• **PASSAGE PROVIDED**
When we examine the last 2,000 years in historical perspective, I feel it is safe to say that organizations and individual Christians who express Christian solidarity with the Jewish people, and are educating the Church about the Jewish roots of the Christian faith, are a historical rarity. Let me put this assessment in perspective: During approximately 1,800 years of the nearly 2,000 years of Church history, any attempt to teach Christians about Jews, Judaism, Jewish roots of Christianity, or even to celebrate the Levitical Feasts, would result in Christians being subject to a good tonguelashing or excommunication at best, and in many cases, death. And, any member of the Jewish community participating would be considered Judaisers and penalized by Church authorities with punishment and even death. Certainly an article of this kind was not allowed. While history is complex (and there were certain historical moments of religious freedom), this assessment can be considered an accurate generalization.

Fortunately today, we are free to discuss the Jewish roots of Christianity, as well as our own sad record against the Jews, without retribution. We can even come together with Jews to learn from one another on these topics. The trend is definitely positive. This study is not intended to be a mere history lesson, but a lesson in history. Furthermore, I am not trying to impose guilt on anyone, for we are exceptions to the historical rule. On the other hand, I am trying to instill a sense of responsibility, so that we will not allow history to repeat itself.

In this presentation, I will be referring to early Church Fathers, the Catholic Church, Martin Luther, and other Church leaders and Church edicts. Please don’t be offended by the historical facts presented. They are being presented to help us to learn, grow, and move ahead in our faith walk, not to insult any particular denomination or group. So, let’s get started on our journey into understanding.

The First Four Centuries A.D.
In the first century AD, the church was well-connected to its Jewish roots, and Jesus did not intend for it to be any other way. After all, Jesus is Jewish and the basis of His teaching is consistent with the Hebrew Scriptures. In Matthew 5:17-18 He states: “Do not think that I have come to abolish the Law or the Prophets; I have not come to abolish them but to fulfil them. I tell you the truth, until heaven
and earth disappear, not the smallest letter, not the least stroke of a pen, will by any means disappear from the Law until everything is accomplished.”

• **DATA SECTION**
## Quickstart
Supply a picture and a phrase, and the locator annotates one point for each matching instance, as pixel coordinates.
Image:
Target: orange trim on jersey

• **ACTIONS TO TAKE**
1) List everything the passage on the Church's Jewish roots says the presentation will refer to.
2) Rewrite the paragraph of the passage on the Church's Jewish roots that begins "Fortunately today" as a short bulleted list, keeping its main points.

• **ANSWERS BELOW**
1)
- Early Church Fathers
- The Catholic Church
- Martin Luther
- Other Church leaders
- Church edicts

2)
- Today Christians can discuss the Jewish roots of Christianity and their own poor record toward Jews without retribution.
- Christians and Jews can meet to learn from one another on these topics, and the trend is positive.
- The study is meant as a lesson in history, not a mere history lesson.
- It is not meant to impose guilt, since those involved are exceptions to the historical rule.
- It aims to instill a sense of responsibility so that history does not repeat itself.